Below are several entries. Transcribe exactly those lines that fall from the one with "the white marble" through the one with "the soap dispenser", end lines included.
——
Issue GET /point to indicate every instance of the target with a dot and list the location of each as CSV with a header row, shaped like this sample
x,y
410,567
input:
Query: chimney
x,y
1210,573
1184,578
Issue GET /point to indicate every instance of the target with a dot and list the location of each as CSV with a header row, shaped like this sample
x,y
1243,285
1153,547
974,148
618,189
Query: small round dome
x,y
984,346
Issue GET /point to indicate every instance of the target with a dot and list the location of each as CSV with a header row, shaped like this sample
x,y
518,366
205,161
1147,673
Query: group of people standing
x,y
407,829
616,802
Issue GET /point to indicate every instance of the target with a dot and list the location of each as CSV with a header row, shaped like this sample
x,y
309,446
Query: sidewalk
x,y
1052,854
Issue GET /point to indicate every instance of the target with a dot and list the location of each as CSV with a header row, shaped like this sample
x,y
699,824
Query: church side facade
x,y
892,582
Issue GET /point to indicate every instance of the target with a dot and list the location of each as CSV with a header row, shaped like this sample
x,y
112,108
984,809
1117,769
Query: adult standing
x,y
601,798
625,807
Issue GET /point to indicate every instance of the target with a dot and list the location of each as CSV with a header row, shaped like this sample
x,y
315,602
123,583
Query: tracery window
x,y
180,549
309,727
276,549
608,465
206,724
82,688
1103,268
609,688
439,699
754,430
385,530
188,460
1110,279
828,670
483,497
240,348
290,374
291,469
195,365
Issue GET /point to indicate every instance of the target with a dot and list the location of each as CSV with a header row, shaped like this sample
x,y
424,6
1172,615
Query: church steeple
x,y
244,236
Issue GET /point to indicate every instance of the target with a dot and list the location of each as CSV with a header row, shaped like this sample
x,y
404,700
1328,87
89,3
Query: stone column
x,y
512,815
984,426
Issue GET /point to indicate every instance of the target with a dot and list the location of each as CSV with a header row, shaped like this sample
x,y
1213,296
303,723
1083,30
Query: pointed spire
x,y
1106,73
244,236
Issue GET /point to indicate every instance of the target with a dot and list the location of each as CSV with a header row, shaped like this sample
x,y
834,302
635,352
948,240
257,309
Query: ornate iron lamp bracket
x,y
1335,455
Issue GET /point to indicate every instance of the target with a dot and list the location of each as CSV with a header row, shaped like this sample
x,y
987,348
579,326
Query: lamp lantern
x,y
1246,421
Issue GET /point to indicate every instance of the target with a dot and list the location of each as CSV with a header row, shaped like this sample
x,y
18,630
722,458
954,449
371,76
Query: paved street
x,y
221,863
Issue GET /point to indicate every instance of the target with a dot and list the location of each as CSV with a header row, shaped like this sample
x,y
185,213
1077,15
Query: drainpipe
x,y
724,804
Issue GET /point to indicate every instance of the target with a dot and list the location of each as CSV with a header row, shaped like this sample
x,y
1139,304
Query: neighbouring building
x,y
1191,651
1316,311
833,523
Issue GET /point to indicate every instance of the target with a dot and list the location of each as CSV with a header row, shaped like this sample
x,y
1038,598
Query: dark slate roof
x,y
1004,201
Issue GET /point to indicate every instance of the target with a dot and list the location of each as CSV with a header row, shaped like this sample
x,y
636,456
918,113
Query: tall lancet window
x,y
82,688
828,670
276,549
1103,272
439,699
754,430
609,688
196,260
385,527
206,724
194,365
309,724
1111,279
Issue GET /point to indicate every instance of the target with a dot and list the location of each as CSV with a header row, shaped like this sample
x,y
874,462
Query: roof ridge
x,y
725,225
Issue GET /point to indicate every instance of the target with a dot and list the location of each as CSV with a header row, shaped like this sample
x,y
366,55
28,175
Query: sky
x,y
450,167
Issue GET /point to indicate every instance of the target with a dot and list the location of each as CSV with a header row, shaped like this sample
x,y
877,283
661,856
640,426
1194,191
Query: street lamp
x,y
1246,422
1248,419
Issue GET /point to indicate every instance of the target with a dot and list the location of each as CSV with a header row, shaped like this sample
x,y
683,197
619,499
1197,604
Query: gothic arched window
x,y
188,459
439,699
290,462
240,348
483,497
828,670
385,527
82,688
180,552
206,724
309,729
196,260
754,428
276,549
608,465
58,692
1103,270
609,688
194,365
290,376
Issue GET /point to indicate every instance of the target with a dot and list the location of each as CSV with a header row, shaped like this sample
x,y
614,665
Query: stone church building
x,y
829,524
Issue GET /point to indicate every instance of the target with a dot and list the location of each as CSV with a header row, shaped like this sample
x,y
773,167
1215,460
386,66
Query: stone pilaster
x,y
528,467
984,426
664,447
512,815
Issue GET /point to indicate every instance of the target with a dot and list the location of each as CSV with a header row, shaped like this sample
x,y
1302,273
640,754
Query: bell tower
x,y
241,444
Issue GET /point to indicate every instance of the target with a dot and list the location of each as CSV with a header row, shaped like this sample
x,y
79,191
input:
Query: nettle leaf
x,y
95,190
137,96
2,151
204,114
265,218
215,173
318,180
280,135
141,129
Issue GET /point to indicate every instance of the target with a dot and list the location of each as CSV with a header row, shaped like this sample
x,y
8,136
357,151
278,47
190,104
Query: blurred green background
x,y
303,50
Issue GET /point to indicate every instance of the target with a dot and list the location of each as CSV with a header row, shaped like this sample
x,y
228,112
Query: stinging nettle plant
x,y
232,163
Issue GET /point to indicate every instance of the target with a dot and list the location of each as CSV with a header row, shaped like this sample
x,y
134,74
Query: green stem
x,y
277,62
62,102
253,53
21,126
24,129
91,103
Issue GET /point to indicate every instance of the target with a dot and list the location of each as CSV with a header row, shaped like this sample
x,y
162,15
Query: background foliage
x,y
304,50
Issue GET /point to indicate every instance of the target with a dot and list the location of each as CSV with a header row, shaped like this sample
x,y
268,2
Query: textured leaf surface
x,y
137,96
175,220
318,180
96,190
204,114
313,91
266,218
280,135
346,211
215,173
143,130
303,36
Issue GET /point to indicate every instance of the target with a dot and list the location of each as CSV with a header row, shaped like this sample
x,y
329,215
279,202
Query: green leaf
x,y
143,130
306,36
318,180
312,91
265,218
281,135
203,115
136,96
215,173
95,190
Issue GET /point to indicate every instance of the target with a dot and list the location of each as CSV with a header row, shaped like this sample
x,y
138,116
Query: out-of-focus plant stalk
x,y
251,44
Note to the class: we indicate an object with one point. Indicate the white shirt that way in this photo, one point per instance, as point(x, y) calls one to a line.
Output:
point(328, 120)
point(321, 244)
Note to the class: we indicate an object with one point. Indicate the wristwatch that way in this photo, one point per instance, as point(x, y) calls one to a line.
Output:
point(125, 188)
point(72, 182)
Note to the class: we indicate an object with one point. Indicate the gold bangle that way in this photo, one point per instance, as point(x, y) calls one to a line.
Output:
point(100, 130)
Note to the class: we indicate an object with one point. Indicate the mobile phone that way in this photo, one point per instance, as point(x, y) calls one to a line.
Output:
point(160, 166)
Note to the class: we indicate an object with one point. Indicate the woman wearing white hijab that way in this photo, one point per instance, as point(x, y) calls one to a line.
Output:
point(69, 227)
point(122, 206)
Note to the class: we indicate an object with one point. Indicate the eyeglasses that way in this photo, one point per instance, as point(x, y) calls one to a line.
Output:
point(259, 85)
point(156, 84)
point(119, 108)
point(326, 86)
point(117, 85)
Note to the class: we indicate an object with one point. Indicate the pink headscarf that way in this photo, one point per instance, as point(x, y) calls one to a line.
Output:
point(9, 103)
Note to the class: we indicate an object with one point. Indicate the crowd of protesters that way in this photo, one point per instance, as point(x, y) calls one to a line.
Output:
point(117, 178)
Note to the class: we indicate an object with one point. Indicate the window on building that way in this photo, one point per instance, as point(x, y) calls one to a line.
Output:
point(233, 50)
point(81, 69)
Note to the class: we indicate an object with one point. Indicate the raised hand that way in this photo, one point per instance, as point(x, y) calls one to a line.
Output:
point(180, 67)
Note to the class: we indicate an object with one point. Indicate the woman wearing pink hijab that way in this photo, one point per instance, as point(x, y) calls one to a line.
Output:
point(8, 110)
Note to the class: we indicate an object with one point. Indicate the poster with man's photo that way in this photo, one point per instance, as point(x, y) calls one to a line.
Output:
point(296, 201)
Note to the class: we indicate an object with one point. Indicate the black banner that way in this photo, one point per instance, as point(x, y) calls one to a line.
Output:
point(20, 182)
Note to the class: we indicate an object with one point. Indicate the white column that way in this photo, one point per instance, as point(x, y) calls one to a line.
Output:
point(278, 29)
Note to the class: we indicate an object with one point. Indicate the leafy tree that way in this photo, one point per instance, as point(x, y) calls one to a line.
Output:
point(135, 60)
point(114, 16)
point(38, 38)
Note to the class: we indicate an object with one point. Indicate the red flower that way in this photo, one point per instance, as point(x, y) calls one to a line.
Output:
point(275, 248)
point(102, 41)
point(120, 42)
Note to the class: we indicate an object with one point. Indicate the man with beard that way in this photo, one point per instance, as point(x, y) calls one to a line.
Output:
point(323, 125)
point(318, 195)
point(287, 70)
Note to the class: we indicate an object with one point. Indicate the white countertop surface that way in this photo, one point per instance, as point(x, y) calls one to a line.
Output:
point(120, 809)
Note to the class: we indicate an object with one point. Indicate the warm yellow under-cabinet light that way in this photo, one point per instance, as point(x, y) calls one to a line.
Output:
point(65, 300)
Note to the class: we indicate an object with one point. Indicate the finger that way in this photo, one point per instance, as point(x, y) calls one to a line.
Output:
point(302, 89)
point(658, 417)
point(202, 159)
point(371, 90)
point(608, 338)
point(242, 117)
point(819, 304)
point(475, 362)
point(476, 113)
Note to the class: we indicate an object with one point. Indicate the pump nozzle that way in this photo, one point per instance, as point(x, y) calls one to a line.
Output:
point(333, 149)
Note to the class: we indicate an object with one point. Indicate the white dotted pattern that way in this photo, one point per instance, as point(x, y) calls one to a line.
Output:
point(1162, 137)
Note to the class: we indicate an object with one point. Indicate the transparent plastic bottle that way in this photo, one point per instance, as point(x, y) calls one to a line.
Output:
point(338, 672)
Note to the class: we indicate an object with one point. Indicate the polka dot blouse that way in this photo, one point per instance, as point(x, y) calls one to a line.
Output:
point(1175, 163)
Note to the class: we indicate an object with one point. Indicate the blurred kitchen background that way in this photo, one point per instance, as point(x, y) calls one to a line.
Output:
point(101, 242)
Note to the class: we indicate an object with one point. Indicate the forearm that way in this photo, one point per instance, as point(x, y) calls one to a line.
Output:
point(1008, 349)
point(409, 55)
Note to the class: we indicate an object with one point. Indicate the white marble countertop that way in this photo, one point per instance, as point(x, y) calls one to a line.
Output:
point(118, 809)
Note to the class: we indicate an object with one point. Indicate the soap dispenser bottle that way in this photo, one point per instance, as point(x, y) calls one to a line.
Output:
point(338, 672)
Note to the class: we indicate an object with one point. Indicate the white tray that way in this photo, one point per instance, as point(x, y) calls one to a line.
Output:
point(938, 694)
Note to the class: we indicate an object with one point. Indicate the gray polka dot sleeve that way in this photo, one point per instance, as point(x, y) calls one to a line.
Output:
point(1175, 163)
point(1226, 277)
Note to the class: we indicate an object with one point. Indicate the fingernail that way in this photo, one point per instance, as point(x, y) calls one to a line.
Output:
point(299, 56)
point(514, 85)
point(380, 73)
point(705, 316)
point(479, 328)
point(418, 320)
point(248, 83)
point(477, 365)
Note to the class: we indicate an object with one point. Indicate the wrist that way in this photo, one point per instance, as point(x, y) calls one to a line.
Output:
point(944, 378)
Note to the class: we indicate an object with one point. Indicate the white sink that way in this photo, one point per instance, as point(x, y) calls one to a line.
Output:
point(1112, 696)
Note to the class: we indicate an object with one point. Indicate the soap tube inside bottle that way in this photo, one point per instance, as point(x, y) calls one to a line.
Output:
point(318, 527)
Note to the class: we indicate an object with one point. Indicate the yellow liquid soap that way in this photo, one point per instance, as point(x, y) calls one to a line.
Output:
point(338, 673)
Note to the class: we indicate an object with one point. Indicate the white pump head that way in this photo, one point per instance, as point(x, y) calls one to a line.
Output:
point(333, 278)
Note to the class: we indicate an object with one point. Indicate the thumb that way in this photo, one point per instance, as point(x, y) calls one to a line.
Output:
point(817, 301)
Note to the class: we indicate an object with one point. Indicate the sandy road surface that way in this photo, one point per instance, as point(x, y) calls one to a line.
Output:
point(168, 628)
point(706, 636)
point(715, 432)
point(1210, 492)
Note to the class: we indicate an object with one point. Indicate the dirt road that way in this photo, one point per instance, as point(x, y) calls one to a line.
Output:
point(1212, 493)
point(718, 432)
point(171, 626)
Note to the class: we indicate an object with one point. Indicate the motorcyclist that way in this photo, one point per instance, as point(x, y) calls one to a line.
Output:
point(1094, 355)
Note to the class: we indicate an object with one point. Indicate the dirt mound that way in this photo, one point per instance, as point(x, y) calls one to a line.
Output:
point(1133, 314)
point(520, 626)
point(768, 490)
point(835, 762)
——
- The answer:
Note to the class: we indicate an object with one point. Indicate the white marble countertop that way in this photo, one point per instance, as point(x, y) calls one to a line.
Output:
point(118, 809)
Note to the class: we indicate an object with one point. Indicate the soap dispenser bottle that way in this photo, one point per instance, as point(x, y) calls one to a line.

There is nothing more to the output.